**INSTRUCTION**. Copy out all of the material below word for word, leaving out the images.

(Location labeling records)
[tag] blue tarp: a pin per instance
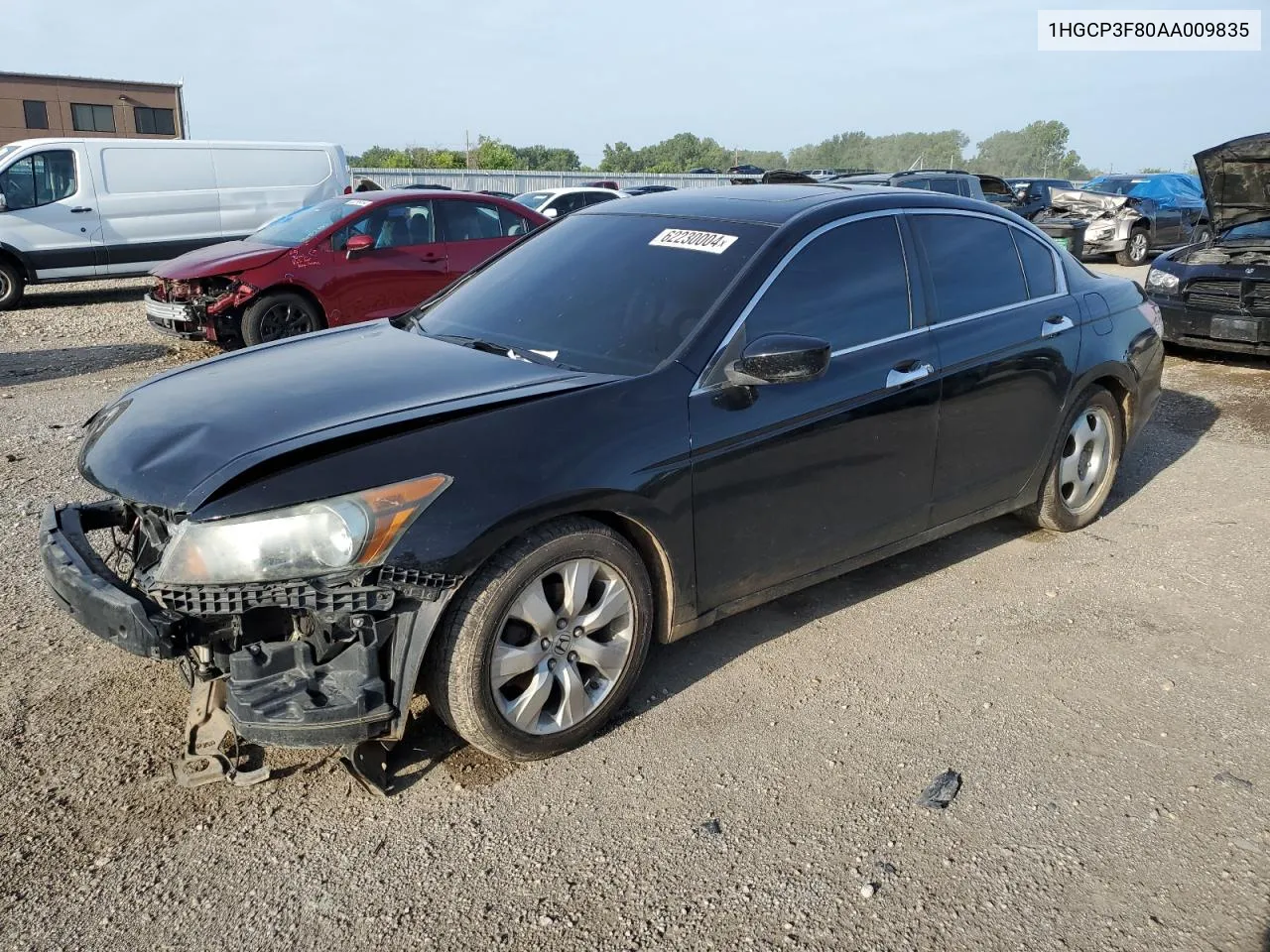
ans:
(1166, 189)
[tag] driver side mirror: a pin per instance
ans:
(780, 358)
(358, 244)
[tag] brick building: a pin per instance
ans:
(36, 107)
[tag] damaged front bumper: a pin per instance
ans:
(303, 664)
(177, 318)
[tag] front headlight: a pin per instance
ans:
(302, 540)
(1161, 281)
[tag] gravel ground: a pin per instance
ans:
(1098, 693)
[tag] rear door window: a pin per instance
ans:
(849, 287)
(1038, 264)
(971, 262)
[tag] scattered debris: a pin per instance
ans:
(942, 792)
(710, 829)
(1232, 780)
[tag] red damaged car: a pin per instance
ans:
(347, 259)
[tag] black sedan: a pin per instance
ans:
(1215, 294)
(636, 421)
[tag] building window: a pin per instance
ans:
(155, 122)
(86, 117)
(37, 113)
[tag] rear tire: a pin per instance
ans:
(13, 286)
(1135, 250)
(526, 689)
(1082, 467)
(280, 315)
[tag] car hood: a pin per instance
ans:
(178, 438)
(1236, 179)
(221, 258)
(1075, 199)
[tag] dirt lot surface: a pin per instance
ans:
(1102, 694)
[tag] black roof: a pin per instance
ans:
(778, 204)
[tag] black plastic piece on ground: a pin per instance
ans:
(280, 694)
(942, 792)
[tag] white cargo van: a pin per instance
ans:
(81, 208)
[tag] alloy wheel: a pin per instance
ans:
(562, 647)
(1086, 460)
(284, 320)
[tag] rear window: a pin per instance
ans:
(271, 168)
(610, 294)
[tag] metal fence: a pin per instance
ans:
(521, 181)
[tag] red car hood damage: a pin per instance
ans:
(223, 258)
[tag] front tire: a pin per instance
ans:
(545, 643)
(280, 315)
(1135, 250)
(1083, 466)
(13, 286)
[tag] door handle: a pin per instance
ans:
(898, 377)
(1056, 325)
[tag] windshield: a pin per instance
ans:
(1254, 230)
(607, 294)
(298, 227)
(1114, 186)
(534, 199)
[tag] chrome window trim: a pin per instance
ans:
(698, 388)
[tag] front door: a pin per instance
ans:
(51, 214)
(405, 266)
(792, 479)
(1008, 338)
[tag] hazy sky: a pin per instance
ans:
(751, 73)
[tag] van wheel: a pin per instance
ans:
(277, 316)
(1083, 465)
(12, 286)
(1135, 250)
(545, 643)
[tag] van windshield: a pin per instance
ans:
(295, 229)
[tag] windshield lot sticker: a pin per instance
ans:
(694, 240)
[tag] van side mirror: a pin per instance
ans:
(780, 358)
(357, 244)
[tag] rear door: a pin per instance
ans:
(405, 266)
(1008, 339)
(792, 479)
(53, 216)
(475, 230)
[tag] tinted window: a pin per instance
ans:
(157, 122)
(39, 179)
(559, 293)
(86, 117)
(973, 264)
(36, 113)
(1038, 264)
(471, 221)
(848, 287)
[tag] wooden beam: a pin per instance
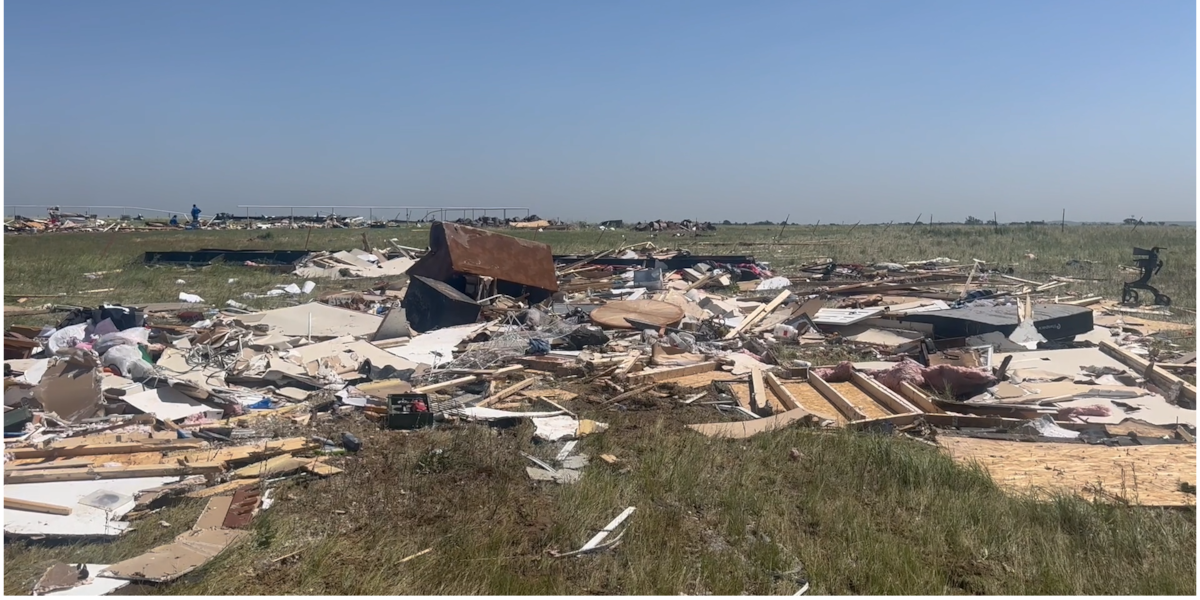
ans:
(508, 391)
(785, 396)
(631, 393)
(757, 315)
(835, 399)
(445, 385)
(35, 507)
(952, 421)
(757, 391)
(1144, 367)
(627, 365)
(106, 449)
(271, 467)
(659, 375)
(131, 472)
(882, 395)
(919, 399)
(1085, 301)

**IN RESPONSE**.
[tag] blue tarp: a pin per instance
ans:
(1166, 189)
[tag] driver side mirror: a pin per instance
ans:
(780, 358)
(358, 244)
[tag] brick building: a pin per instance
ans:
(36, 107)
[tag] damaged front bumper: a pin per instance
ans:
(303, 664)
(177, 318)
[tag] front headlight: a pin per instance
ans:
(302, 540)
(1161, 281)
[tag] gravel ground: a pin per instance
ans:
(1098, 693)
[tag] rear door window: a pin per instance
ans:
(849, 287)
(1038, 264)
(971, 262)
[tag] scattered debris: a pin per instance
ans:
(942, 792)
(710, 829)
(1232, 780)
[tag] red damaged car: a pin per instance
ans:
(347, 259)
[tag] black sedan: a pin per instance
ans:
(1215, 294)
(636, 421)
[tag] building window: a pin per instance
ans:
(155, 122)
(86, 117)
(37, 113)
[tag] rear tire: a pin per instance
ans:
(13, 286)
(1135, 250)
(526, 689)
(1082, 467)
(280, 315)
[tag] car hood: a pin per instance
ans:
(178, 438)
(1236, 179)
(221, 258)
(1075, 199)
[tag] dirt lot surface: a pin per instance
ans:
(1102, 694)
[tag] black roof: a pin per instance
ans:
(778, 204)
[tag] black plastic piece on ground: a pin per instance
ans:
(280, 694)
(942, 792)
[tag] white cargo van: a pin per instance
ans:
(81, 208)
[tag] alloy wheel: a pin per instance
ans:
(562, 647)
(1086, 460)
(284, 320)
[tag] rear window: a pin per instance
ans:
(271, 168)
(610, 294)
[tag] metal fence: a pin per instance
ans:
(521, 181)
[tag] red car hood damage: a pin per instance
ans:
(223, 258)
[tag] front tire: a pin per instance
ans:
(545, 643)
(280, 315)
(1135, 250)
(1083, 466)
(13, 286)
[tag] door handle: a pin per instance
ans:
(898, 377)
(1056, 325)
[tag] windshield: a pin per instance
ans:
(1254, 230)
(607, 294)
(298, 227)
(1114, 186)
(534, 199)
[tag] chrome window trim: a pin per instance
ans:
(698, 388)
[tag] front door: a pin per instance
ans:
(51, 214)
(405, 266)
(792, 479)
(1008, 338)
[tag] hazy sky: a pin per instance
ans:
(751, 73)
[tag] van wheel: a pin per instance
ans:
(277, 316)
(1083, 465)
(12, 286)
(1135, 250)
(545, 643)
[tag] van windshield: a pin per instance
ans:
(295, 229)
[tag] windshield lot sticker: a pin per instance
ans:
(694, 240)
[tag] van side mirror: a pin per instance
ans:
(780, 358)
(357, 244)
[tag] rear door: a pin per instance
ans:
(405, 266)
(1008, 339)
(792, 479)
(53, 216)
(475, 230)
[tag] tinted window: a pin per instance
ans:
(157, 122)
(39, 179)
(559, 293)
(86, 117)
(973, 264)
(36, 113)
(1038, 264)
(471, 221)
(848, 287)
[tag] wooden beam: a pin per instance
ans:
(508, 391)
(785, 396)
(631, 393)
(757, 315)
(835, 399)
(445, 385)
(35, 507)
(952, 421)
(757, 391)
(1144, 367)
(627, 365)
(106, 449)
(271, 467)
(659, 375)
(131, 472)
(882, 395)
(919, 399)
(1085, 301)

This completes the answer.